__Task to carry out__
An identical copy of the records below is the expected result.

__Provided entries__
···
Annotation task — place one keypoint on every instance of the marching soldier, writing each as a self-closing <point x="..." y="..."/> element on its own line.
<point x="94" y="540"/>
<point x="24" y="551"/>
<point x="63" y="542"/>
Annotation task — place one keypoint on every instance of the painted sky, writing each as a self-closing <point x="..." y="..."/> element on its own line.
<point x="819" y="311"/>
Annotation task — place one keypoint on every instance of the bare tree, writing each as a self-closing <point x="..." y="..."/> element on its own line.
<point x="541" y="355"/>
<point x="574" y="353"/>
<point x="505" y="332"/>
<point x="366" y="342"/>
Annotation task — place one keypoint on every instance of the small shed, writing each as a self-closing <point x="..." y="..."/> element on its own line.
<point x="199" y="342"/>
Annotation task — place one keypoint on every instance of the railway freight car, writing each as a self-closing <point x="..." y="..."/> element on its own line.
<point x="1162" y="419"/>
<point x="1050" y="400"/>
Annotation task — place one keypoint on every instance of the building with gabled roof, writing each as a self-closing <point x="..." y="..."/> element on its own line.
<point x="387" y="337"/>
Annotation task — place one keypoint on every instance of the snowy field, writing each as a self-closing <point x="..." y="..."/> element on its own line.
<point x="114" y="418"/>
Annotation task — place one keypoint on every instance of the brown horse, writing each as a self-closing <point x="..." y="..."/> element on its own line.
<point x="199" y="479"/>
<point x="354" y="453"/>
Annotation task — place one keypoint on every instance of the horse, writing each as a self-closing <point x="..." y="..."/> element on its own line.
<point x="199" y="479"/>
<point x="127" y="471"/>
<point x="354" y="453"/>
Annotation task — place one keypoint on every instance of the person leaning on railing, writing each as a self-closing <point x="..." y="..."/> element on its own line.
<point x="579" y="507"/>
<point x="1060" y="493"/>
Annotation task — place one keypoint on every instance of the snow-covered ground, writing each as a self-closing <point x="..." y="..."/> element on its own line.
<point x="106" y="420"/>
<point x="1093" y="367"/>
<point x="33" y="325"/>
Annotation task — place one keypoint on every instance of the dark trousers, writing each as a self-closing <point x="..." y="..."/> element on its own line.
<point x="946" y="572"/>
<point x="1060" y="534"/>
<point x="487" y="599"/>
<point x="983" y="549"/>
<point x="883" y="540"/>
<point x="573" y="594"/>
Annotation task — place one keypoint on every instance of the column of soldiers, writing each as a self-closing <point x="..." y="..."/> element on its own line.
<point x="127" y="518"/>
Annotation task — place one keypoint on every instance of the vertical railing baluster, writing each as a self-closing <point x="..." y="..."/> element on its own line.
···
__Answer space__
Annotation task — place one keypoint on every instance of the marching soldier, writing each as a self-closing <point x="..." y="..."/> element on its own line.
<point x="94" y="540"/>
<point x="24" y="551"/>
<point x="63" y="542"/>
Annotation task — place one keypoint on every instance of the painted sky, writing each as a self-closing <point x="..." y="..."/> element on its own line.
<point x="819" y="311"/>
Annotation task — place one keypoint on every instance of the bare tree, writing each as a self-closing <point x="..." y="..."/> element on its own line.
<point x="541" y="355"/>
<point x="574" y="353"/>
<point x="505" y="332"/>
<point x="366" y="342"/>
Annotation task — place one keypoint on every instance of the small shed, writing each as a self-closing <point x="..." y="..."/> element on its own line.
<point x="199" y="342"/>
Annotation task — place one keypoint on every instance of the railway freight car, writing each as a self-closing <point x="..." y="..."/> element on its own line.
<point x="1162" y="419"/>
<point x="1050" y="400"/>
Annotation task — place one keypoint on every instance of the building with gabled roof, writing each as a self-closing <point x="..." y="..."/> element on its own line.
<point x="387" y="337"/>
Annotation task — place one keypoint on every instance of the snowy field, writing each as a self-closing <point x="..." y="..."/> element on its own line.
<point x="114" y="418"/>
Annotation task — place one keypoint on every instance of the brown horse, writing each as a self-closing <point x="..." y="..."/> element on its own line.
<point x="199" y="479"/>
<point x="354" y="453"/>
Annotation task — place one keypoint on every instance of the horse, writing each as a self-closing <point x="..." y="..."/> element on its own line.
<point x="199" y="479"/>
<point x="127" y="471"/>
<point x="354" y="453"/>
Annotation task — place one keypoint on every instance of the person leaning on railing, writing each as a self-closing <point x="..." y="..."/> element on its own line.
<point x="579" y="507"/>
<point x="1060" y="493"/>
Annotation task — place one keypoint on every instance of the snow-covered ground, writing each as a self-closing <point x="..." y="..."/> element on its own line.
<point x="106" y="420"/>
<point x="1093" y="367"/>
<point x="33" y="325"/>
Annotation task — place one keypoint on every instance of the dark trousers, writing each as a self-closing <point x="..." y="..."/> element on its own line.
<point x="946" y="572"/>
<point x="1060" y="534"/>
<point x="487" y="599"/>
<point x="983" y="549"/>
<point x="883" y="540"/>
<point x="573" y="594"/>
Annotation task — place one keypoint on every instance of the column of soldiers, writing each as a self-closing <point x="..." y="..."/> element on its own line.
<point x="127" y="518"/>
Annotation task — place one keypoint on every instance of the vertical railing baluster, writing each as a self-closing <point x="..." y="..."/> element on its own line.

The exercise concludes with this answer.